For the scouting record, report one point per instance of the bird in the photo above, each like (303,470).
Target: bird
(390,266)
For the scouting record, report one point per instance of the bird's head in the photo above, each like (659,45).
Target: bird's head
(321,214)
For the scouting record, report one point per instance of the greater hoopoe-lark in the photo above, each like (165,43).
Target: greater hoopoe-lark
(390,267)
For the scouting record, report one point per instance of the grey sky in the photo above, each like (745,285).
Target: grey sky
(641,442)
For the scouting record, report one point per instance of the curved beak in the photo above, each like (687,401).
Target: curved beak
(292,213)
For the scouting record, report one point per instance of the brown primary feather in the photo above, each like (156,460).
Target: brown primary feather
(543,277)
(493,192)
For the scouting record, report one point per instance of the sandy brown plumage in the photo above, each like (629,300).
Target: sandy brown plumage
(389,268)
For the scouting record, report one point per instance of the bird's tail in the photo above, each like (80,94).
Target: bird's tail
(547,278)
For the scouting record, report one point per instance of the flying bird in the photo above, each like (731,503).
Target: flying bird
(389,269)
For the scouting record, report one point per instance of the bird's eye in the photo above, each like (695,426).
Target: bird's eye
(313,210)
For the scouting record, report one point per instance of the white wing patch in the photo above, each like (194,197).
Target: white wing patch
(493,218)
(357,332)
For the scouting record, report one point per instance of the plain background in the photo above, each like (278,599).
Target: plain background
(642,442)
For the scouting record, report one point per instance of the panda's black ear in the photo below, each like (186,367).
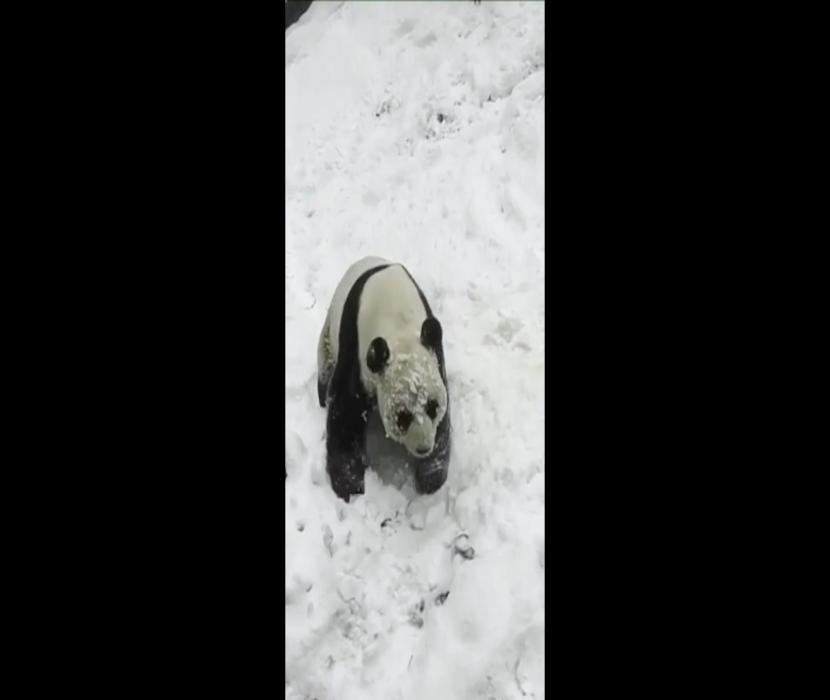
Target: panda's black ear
(378,355)
(431,333)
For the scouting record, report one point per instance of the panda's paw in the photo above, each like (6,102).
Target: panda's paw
(428,479)
(347,483)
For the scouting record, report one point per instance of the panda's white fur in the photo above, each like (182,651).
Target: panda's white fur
(390,308)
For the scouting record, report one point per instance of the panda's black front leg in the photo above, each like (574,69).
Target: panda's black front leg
(346,448)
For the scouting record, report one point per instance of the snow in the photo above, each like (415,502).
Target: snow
(415,131)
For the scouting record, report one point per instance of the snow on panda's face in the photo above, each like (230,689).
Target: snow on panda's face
(412,399)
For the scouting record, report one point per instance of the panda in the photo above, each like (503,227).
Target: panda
(381,350)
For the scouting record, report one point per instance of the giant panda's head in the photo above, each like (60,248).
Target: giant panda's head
(412,398)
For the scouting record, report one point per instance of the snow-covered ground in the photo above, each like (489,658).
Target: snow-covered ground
(415,131)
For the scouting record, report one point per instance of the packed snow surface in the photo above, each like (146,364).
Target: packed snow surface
(415,132)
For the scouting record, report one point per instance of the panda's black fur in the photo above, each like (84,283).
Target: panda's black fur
(349,403)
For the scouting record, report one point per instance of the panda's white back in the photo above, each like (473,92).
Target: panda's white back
(390,308)
(338,301)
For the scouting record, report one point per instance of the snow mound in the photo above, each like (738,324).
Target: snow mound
(415,132)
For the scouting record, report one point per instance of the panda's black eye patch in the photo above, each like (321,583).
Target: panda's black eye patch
(404,420)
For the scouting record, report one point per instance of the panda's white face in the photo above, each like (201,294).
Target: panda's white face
(412,399)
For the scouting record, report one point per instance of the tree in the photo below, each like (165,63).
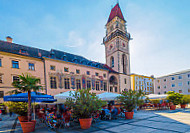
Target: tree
(27,83)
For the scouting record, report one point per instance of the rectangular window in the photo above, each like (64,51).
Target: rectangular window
(66,69)
(15,64)
(1,94)
(88,72)
(1,78)
(111,89)
(97,86)
(125,80)
(31,66)
(105,86)
(52,68)
(180,84)
(115,89)
(23,51)
(67,83)
(15,78)
(53,83)
(180,77)
(77,71)
(96,74)
(88,84)
(78,84)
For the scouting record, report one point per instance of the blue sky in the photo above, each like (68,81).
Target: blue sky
(160,29)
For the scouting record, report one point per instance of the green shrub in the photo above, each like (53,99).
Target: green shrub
(19,108)
(84,104)
(174,97)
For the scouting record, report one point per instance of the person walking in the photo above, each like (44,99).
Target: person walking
(10,113)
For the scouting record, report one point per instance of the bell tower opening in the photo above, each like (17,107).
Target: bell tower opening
(116,41)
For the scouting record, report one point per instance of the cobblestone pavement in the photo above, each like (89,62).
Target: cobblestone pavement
(166,121)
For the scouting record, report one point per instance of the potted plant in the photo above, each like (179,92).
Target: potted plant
(84,104)
(19,108)
(184,101)
(155,102)
(27,83)
(174,98)
(131,99)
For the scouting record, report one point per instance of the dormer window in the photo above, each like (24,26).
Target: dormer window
(23,51)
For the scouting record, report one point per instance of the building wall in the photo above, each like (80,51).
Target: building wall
(142,82)
(124,85)
(59,70)
(7,72)
(165,83)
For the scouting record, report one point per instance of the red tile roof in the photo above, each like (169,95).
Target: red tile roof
(116,11)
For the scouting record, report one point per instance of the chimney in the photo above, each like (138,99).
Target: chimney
(9,39)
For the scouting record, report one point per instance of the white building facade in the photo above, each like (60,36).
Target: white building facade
(178,82)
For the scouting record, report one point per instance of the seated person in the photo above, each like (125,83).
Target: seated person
(51,117)
(67,117)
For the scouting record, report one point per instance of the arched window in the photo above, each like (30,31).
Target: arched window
(124,63)
(112,61)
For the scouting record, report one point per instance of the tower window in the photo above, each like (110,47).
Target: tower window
(123,44)
(124,63)
(112,62)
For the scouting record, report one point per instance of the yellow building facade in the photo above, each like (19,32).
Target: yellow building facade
(141,82)
(13,65)
(60,71)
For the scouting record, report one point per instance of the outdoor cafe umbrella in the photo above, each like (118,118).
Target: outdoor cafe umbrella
(156,96)
(61,98)
(108,96)
(35,97)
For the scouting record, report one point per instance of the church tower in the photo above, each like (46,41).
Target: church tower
(116,42)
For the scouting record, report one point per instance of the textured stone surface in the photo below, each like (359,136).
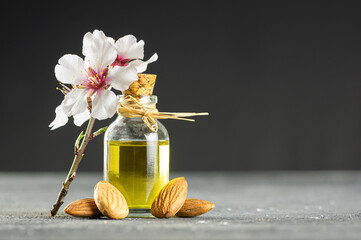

------------

▶ [Task] Show every line of the listing above that contains the word "patch", copying each line in full.

▶ [Exercise answer]
For the scouting record, report one point per instance of the white wing patch in the photo above, each like (194,197).
Target: white wing patch
For the scouting record, report one point per instance of the panda's black eye patch in the photo above, each like (321,583).
Target: panda's black eye patch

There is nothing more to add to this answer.